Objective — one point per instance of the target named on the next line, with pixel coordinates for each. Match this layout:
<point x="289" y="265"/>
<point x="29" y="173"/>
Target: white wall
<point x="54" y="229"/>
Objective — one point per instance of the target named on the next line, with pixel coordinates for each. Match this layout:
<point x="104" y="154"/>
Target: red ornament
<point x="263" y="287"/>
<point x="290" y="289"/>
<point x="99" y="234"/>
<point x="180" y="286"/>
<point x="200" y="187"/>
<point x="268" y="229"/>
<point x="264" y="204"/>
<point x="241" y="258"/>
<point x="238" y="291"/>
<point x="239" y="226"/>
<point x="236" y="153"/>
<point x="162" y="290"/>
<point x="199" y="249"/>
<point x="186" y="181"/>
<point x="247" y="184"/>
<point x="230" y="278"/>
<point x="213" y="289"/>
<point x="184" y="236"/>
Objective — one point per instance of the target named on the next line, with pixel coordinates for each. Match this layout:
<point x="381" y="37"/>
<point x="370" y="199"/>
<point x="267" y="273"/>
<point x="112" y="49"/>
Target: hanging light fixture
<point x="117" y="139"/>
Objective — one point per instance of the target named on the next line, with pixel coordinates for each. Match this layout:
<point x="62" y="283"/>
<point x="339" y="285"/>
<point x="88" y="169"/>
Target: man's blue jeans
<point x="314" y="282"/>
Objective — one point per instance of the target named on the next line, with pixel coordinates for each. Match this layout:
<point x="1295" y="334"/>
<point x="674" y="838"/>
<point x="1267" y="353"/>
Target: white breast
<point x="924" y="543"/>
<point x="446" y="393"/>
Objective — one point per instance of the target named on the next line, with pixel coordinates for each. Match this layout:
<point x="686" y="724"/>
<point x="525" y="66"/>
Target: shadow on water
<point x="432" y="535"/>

_Set exercise_:
Repeat the material above in full, exactly as it stands.

_Complete answer_:
Objective — one point per instance of the target named on the next line, with pixel coordinates for each. Match this layout:
<point x="289" y="265"/>
<point x="29" y="173"/>
Target: white wall
<point x="54" y="229"/>
Objective — one point per instance of the target named on the next line, with pixel coordinates for each. Match this layout:
<point x="104" y="154"/>
Target: red ornament
<point x="263" y="287"/>
<point x="290" y="289"/>
<point x="99" y="234"/>
<point x="180" y="286"/>
<point x="200" y="187"/>
<point x="268" y="229"/>
<point x="264" y="204"/>
<point x="241" y="258"/>
<point x="238" y="291"/>
<point x="239" y="226"/>
<point x="236" y="153"/>
<point x="162" y="290"/>
<point x="199" y="249"/>
<point x="186" y="181"/>
<point x="247" y="184"/>
<point x="230" y="278"/>
<point x="213" y="289"/>
<point x="184" y="236"/>
Objective — one point per instance of the target named on the next line, with pixel coordinates for each. Match this layout:
<point x="381" y="37"/>
<point x="370" y="199"/>
<point x="267" y="273"/>
<point x="112" y="49"/>
Target: hanging light fixture
<point x="117" y="139"/>
Objective — one point per instance of the target named on the next line, with pixel coordinates for each. Match this layout:
<point x="62" y="283"/>
<point x="339" y="285"/>
<point x="88" y="169"/>
Target: man's blue jeans
<point x="314" y="282"/>
Objective — one point per instance of the target named on the next line, with pixel coordinates for each. Match this layout:
<point x="1295" y="334"/>
<point x="674" y="838"/>
<point x="1267" y="353"/>
Target: white breast
<point x="924" y="543"/>
<point x="446" y="393"/>
Objective — one point per instance of the target named on the next line, with pixel coordinates for each. Match this layout:
<point x="686" y="724"/>
<point x="525" y="66"/>
Target: shadow on water
<point x="432" y="535"/>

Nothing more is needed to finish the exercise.